> [Exercise directions]
Nothing but the lines from the one with "[locate] bare tree" to the final line should be returned, each exactly as it appears.

>> Start Data for this exercise

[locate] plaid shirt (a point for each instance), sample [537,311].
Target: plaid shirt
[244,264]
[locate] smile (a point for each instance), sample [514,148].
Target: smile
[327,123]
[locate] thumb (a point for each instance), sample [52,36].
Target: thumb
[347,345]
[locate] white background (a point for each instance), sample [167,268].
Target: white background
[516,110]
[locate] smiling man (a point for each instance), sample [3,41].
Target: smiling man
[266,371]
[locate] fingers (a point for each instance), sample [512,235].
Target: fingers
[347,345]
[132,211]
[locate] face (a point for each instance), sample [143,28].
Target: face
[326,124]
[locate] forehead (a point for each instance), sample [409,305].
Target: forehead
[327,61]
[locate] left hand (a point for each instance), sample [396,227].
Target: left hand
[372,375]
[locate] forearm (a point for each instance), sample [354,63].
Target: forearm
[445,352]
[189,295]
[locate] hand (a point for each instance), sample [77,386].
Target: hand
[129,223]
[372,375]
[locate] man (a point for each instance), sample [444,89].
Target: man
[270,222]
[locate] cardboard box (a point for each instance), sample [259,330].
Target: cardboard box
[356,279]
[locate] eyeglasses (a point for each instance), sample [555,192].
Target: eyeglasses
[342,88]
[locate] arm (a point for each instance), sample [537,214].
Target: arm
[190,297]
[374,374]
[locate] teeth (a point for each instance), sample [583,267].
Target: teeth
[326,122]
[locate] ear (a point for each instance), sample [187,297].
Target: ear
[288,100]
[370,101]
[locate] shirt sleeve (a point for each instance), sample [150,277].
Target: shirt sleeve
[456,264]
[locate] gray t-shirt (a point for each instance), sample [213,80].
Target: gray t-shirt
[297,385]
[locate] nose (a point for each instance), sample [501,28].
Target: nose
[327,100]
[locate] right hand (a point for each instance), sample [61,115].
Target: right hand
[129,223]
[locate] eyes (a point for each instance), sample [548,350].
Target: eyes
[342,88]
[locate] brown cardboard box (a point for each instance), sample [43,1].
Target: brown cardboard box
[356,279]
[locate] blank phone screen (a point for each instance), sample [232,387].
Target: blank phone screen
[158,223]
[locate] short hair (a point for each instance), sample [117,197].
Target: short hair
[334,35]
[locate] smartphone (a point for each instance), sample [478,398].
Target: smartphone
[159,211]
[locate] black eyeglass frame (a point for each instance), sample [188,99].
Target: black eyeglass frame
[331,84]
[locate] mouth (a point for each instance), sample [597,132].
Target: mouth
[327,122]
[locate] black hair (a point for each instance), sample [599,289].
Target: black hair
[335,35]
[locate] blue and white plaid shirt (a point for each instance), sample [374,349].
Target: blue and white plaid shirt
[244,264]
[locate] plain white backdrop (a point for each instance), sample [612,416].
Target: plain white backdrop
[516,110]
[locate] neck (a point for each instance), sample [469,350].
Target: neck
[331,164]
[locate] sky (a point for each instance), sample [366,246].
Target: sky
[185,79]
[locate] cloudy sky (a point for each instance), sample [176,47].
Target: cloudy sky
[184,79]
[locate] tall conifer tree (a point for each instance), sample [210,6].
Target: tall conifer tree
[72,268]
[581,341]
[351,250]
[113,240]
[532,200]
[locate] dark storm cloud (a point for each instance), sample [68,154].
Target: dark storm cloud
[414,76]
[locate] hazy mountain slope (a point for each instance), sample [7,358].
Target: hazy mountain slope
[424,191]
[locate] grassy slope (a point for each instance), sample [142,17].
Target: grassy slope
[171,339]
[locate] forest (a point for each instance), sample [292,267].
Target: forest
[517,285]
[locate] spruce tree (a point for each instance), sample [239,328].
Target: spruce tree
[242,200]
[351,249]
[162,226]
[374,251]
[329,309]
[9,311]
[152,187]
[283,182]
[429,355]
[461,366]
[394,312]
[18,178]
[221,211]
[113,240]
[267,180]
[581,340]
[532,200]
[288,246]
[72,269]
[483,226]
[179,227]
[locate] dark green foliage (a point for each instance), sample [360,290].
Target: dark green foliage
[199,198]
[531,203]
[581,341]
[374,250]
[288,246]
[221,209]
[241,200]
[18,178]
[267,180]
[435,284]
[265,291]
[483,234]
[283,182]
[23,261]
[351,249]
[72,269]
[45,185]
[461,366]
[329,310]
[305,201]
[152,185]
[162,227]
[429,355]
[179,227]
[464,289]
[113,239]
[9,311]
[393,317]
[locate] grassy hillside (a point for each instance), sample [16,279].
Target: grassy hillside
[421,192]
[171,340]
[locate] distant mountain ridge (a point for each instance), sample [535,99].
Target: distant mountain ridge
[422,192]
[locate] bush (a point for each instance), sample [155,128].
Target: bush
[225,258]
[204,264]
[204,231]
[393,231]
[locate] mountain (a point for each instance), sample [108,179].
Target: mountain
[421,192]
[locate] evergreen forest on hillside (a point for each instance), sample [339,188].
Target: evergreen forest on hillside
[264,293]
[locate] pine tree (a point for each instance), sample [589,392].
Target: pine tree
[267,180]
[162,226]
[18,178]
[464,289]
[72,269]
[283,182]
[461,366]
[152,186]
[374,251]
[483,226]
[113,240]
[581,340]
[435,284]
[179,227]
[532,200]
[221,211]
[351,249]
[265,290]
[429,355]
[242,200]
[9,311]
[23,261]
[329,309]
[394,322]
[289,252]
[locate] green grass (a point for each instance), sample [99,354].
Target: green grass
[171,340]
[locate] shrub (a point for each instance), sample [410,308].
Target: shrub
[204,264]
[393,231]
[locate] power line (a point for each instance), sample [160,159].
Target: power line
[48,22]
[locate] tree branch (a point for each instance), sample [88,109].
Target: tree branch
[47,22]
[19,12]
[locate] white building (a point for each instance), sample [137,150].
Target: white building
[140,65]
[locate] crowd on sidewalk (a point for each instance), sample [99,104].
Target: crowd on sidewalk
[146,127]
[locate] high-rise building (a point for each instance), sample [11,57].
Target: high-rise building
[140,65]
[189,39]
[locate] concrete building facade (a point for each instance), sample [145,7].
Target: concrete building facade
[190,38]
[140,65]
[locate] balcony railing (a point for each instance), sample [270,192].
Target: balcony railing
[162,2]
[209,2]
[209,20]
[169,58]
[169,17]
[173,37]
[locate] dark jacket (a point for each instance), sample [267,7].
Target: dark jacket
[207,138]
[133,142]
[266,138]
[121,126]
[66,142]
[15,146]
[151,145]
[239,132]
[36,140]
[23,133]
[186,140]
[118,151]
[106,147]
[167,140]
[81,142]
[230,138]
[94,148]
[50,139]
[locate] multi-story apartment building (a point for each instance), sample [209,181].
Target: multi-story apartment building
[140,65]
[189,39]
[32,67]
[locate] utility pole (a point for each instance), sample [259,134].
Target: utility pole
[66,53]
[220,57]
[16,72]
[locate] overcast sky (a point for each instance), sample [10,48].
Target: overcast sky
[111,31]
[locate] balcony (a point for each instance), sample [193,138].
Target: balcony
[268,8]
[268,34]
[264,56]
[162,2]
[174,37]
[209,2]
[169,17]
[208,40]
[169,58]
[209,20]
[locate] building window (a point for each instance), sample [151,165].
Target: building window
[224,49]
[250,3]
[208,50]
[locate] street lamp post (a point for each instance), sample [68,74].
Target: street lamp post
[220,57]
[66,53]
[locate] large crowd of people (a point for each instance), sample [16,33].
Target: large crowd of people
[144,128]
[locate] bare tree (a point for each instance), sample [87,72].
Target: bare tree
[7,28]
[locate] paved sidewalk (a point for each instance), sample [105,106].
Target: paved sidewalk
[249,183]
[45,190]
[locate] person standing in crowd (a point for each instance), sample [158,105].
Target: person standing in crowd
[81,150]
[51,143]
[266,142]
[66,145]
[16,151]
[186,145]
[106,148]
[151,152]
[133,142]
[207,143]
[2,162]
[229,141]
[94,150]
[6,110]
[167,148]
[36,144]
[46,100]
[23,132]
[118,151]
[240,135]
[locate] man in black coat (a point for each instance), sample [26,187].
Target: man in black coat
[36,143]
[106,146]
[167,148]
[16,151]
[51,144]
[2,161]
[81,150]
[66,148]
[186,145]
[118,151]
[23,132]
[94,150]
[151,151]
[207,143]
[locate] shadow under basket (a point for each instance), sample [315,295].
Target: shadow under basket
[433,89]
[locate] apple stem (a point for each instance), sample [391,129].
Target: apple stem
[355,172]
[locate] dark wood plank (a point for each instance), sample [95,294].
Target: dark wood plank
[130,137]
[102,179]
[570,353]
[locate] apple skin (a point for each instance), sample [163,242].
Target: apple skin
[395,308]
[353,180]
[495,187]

>> End Data for this exercise

> [Task output]
[locate] bare tree (a point for each instance), sample [87,72].
Target: bare tree
[7,28]
[locate] paved sidewalk (a point for each instance), sample [105,106].
Target: paved sidewalk
[249,183]
[45,190]
[locate] person standing in crowd (a point for each instance), sample [158,105].
Target: person standing in crowd
[81,150]
[51,143]
[266,142]
[66,145]
[16,151]
[186,145]
[106,148]
[151,152]
[133,142]
[207,143]
[2,162]
[229,141]
[94,150]
[6,110]
[167,148]
[36,144]
[46,100]
[23,132]
[118,151]
[240,135]
[locate] man in black coat (a point for each instance), sample [26,187].
Target: man in black coat
[36,143]
[106,146]
[167,148]
[16,151]
[51,144]
[2,161]
[81,150]
[66,148]
[186,145]
[118,151]
[23,132]
[94,150]
[151,151]
[207,143]
[locate] shadow under basket (a point for each instance), sample [315,295].
Target: shadow under basket
[433,89]
[locate] apple stem (a point for each instance), sample [391,129].
Target: apple stem
[355,172]
[locate] dark wood plank (a point for each instance), sample [95,294].
Target: dark wood plank
[130,137]
[102,179]
[570,353]
[locate] apple skin (a point for each instance), sample [163,242].
Target: apple skin
[395,308]
[353,180]
[495,187]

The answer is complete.